Excerpts of location labeling data:
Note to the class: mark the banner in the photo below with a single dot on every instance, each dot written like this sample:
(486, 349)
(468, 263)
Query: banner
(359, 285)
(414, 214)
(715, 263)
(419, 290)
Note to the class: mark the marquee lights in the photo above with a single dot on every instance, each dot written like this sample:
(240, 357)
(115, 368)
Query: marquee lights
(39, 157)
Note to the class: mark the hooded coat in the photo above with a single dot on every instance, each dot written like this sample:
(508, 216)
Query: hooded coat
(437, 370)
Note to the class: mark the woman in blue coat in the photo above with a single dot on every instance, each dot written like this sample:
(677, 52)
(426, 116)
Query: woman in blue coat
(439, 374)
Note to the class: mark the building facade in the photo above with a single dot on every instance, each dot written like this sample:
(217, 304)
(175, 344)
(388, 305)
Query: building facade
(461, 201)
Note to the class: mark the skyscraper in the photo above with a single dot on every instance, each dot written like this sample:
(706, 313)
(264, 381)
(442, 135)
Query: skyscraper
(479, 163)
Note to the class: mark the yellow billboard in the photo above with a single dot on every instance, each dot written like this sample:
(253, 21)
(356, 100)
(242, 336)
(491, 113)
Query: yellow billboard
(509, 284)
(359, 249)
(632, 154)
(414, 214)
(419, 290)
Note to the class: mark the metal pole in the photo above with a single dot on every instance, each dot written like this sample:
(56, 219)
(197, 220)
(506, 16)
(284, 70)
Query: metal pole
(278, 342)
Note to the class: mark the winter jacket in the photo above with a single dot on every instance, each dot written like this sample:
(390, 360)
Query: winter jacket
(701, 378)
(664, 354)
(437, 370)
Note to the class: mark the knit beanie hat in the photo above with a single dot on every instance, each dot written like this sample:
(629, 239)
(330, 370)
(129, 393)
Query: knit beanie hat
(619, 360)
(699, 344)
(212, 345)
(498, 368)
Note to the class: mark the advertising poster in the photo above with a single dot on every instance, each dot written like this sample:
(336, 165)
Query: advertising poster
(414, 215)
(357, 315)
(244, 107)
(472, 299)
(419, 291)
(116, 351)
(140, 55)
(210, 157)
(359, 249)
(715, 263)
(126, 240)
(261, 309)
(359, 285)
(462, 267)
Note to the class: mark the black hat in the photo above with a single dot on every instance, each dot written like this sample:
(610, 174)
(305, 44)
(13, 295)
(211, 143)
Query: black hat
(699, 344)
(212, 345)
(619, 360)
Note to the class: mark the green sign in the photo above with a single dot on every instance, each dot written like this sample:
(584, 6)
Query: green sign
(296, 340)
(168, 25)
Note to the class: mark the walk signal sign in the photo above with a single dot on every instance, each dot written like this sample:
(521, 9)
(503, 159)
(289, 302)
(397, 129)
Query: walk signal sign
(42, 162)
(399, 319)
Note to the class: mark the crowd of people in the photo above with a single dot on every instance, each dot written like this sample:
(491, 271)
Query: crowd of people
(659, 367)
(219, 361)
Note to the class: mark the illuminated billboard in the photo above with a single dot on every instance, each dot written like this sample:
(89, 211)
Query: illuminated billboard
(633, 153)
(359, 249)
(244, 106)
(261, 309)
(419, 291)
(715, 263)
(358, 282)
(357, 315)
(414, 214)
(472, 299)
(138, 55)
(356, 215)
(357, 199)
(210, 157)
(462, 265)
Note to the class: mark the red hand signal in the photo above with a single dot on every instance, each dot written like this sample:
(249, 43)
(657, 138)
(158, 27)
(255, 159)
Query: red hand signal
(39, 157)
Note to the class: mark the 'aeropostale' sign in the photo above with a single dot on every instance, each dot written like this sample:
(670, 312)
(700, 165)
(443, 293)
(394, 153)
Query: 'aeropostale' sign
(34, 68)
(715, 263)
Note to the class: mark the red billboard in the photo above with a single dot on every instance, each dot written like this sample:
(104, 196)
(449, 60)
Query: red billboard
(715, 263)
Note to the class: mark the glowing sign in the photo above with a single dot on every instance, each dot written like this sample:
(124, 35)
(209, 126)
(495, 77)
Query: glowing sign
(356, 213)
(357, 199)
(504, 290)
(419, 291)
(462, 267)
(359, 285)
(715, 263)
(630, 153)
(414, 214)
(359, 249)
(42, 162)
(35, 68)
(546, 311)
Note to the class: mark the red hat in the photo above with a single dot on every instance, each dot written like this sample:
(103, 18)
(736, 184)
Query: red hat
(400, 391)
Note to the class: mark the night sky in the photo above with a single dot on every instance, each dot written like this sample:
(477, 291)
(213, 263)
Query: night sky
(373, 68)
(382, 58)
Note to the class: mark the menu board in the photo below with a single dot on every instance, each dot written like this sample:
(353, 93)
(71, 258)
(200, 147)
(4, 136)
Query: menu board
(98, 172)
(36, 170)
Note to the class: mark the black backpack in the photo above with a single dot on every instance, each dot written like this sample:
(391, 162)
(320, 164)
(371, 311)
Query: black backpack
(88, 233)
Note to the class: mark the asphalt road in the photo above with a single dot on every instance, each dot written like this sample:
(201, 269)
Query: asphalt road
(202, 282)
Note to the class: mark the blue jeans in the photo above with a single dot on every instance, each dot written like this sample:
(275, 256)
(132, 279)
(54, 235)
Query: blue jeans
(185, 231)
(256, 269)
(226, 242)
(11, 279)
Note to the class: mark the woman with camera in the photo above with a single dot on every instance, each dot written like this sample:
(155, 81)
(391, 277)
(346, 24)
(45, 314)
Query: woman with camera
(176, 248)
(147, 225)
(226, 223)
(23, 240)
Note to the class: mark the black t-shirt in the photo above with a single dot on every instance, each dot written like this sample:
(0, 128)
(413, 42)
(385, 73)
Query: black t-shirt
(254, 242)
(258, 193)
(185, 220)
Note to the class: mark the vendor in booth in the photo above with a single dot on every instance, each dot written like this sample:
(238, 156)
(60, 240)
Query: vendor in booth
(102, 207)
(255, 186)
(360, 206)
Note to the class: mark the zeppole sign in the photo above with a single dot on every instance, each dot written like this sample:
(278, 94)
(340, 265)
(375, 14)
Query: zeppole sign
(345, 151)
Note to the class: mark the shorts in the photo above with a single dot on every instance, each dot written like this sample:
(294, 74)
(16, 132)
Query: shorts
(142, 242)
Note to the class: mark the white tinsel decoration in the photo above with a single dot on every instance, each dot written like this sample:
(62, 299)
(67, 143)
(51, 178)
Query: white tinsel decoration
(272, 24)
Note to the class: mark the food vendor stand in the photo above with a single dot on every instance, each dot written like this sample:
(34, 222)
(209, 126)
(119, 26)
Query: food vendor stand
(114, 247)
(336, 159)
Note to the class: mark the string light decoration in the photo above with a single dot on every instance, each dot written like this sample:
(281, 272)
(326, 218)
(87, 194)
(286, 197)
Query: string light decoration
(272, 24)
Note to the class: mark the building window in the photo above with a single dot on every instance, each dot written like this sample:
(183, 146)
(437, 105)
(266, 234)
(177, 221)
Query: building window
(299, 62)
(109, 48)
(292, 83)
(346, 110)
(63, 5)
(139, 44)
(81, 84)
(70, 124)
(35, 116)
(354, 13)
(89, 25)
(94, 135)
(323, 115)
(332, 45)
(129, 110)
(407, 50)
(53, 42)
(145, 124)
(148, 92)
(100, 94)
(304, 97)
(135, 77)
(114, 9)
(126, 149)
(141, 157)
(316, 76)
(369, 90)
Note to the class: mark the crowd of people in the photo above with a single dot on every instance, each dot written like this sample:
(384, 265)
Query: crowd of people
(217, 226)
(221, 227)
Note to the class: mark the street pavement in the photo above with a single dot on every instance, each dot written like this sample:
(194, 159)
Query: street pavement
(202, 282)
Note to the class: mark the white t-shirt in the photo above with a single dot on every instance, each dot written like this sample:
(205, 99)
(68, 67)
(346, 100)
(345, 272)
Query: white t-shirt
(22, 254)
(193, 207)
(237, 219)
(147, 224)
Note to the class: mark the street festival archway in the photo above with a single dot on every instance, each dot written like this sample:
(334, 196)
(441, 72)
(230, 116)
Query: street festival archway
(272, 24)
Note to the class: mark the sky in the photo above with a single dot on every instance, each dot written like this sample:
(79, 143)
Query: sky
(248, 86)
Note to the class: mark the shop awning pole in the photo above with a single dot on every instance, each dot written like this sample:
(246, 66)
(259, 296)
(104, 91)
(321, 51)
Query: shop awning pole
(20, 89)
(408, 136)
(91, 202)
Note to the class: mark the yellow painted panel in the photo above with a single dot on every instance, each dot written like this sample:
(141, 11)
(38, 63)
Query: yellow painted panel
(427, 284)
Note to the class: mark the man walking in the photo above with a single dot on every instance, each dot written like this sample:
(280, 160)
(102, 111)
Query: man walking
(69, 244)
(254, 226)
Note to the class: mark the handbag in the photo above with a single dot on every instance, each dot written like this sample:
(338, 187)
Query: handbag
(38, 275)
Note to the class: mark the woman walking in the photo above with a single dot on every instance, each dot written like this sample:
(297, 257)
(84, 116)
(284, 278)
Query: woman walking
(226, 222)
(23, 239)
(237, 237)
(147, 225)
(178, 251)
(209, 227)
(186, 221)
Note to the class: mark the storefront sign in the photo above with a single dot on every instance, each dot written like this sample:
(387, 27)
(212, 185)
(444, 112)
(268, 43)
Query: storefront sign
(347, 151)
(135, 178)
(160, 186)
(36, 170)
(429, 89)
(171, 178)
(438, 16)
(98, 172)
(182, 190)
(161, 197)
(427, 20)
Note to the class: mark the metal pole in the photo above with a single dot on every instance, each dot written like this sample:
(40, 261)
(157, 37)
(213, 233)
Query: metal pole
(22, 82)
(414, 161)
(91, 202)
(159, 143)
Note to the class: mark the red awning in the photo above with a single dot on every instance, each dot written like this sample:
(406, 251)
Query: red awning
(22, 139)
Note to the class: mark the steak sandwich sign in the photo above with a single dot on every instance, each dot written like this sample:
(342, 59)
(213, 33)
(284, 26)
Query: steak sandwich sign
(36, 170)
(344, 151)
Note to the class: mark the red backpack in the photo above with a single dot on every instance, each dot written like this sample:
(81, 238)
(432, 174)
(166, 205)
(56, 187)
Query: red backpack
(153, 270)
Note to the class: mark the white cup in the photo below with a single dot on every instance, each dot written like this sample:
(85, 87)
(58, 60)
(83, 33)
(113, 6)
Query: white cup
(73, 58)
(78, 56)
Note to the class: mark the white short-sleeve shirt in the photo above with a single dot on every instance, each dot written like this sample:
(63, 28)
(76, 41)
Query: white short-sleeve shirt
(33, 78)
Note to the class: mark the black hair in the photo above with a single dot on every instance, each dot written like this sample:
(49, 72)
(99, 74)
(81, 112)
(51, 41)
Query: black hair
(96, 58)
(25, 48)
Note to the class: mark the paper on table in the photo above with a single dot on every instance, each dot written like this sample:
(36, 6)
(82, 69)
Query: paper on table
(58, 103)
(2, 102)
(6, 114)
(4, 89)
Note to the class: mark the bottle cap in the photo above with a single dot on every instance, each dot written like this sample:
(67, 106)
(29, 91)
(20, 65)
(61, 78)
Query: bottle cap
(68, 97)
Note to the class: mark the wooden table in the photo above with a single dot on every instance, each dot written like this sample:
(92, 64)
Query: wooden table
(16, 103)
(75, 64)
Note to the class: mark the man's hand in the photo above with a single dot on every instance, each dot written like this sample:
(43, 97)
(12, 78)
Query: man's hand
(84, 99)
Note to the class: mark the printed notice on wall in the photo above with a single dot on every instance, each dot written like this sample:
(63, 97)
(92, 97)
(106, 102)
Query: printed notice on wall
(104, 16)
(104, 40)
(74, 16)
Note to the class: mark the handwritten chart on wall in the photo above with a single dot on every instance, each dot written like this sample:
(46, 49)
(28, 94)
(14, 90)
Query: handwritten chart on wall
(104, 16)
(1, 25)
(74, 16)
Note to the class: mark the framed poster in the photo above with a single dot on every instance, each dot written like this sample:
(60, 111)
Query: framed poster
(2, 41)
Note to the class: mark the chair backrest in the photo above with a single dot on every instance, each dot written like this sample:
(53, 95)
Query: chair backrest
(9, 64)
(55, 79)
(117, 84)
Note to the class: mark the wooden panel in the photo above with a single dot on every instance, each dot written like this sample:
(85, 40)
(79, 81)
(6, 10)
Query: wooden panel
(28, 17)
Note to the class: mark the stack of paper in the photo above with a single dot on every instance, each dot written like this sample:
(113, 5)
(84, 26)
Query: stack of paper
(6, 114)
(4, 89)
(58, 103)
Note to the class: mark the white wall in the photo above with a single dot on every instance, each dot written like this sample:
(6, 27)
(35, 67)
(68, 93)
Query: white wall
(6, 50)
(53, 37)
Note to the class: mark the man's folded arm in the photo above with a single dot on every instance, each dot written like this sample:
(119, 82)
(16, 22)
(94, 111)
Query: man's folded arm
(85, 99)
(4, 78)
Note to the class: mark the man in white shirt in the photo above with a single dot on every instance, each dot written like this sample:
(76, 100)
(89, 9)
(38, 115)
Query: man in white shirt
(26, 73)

## REQUIRED TASK
Everything from the line containing "Note to the class: mark the handwritten" through the final line of the listing, inclusive, must be reproduced exactly; leave out the rest.

## SOLUTION FOR THIS PROBLEM
Note to the class: mark the handwritten chart on wall in the photo above with a single dot on every instance, each dot written like this sample:
(46, 49)
(28, 94)
(14, 90)
Query: handwritten chart on wall
(104, 16)
(1, 25)
(74, 16)
Note to the class: mark the framed poster in the photo above with a single dot on every instance, each dot written like this sample:
(60, 111)
Query: framed poster
(2, 41)
Note to the class: mark the chair backrest in the photo above with a single dot on every instance, each dot written like this sample:
(53, 95)
Query: chair backrest
(9, 64)
(55, 79)
(117, 84)
Note to the class: mark the wooden panel in the photo above with a single dot on every instance, each dot written like this sample:
(85, 40)
(79, 81)
(6, 10)
Query: wooden panel
(28, 17)
Note to the class: mark the stack of paper in the photo above with a single dot on every instance, each dot written like this sample:
(113, 5)
(84, 26)
Query: stack of paper
(6, 114)
(4, 89)
(58, 103)
Note to the class: mark the white wall in the photo above with a single dot on every instance, each dot written like this sample:
(6, 27)
(35, 67)
(68, 93)
Query: white wall
(6, 50)
(53, 37)
Note to the class: mark the man's folded arm in the photo above with a single dot on every instance, each dot written like this sample:
(119, 82)
(16, 22)
(94, 111)
Query: man's folded arm
(85, 99)
(4, 78)
Note to the class: mark the man in white shirt in the photo above with a single dot on every instance, each dot written like this sample:
(76, 100)
(89, 9)
(38, 115)
Query: man in white shirt
(26, 73)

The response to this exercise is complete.